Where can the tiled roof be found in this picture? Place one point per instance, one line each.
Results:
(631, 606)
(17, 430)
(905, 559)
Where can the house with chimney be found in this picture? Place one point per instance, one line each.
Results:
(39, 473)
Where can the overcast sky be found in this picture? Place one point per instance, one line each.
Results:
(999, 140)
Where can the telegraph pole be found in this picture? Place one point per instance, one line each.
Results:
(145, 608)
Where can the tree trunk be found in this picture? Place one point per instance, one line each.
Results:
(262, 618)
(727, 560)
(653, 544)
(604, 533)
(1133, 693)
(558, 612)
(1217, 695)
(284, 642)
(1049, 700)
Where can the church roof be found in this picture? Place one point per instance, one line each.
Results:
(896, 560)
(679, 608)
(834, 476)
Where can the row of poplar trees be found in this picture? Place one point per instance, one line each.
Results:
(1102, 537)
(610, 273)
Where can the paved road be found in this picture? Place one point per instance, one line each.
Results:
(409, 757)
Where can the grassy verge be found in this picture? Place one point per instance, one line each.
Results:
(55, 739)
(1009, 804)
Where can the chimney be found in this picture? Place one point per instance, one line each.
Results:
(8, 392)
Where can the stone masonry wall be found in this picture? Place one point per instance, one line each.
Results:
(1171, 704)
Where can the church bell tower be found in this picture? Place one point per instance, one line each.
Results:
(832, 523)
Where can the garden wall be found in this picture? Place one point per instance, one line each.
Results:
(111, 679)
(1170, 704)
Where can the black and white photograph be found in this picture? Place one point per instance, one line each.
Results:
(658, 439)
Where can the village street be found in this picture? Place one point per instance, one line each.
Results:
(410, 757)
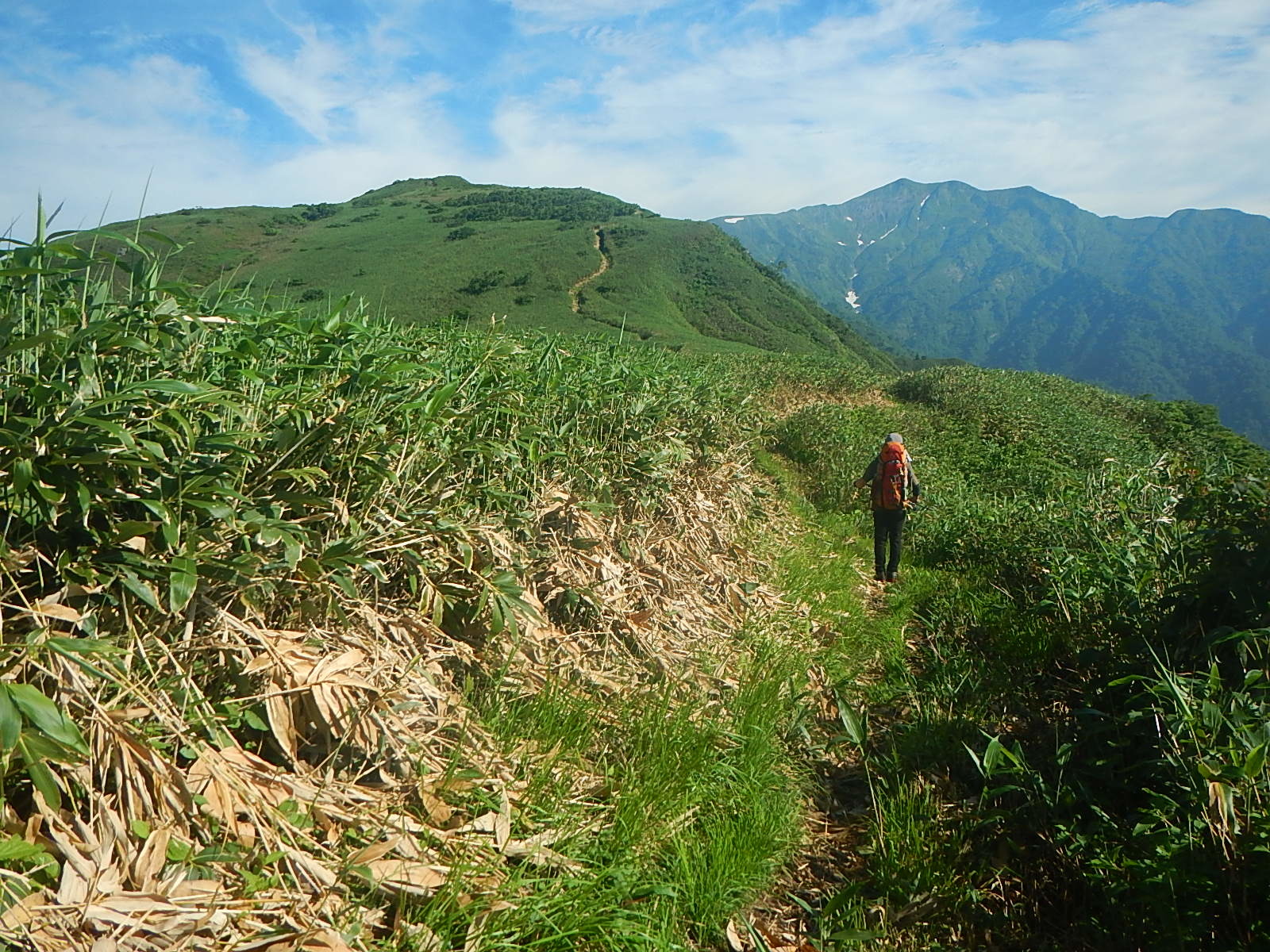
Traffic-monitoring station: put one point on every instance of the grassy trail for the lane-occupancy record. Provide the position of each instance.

> _What you need to do_
Above are the records. Copy exactly, and only, the lines from the line containing "Where can the chimney" through the last one, omitting any pictures.

> _Response to this exercise_
Where can the chimney be found in this picture? Place one point per instance, one line each.
Results:
(8, 392)
Where can the stone masonry wall be found in this picture? Place one point per instance, one line each.
Results:
(1171, 704)
Where can the church bell tower be found in this picture? Place one point per instance, one line each.
Results:
(832, 523)
Where can the garden wall be found in this picture? Place one point per instance, one line each.
Results:
(111, 679)
(1170, 704)
Where can the black and white photograph be found in this picture? Place one point per instance, one line each.
Results:
(658, 439)
Where can the village street be found in this picture? Place one point per instance, one line each.
Results:
(410, 757)
Traffic-monitoring station: put one point on every instance of the grassy trail for the lane-occupancy record. Provide the position of each instance.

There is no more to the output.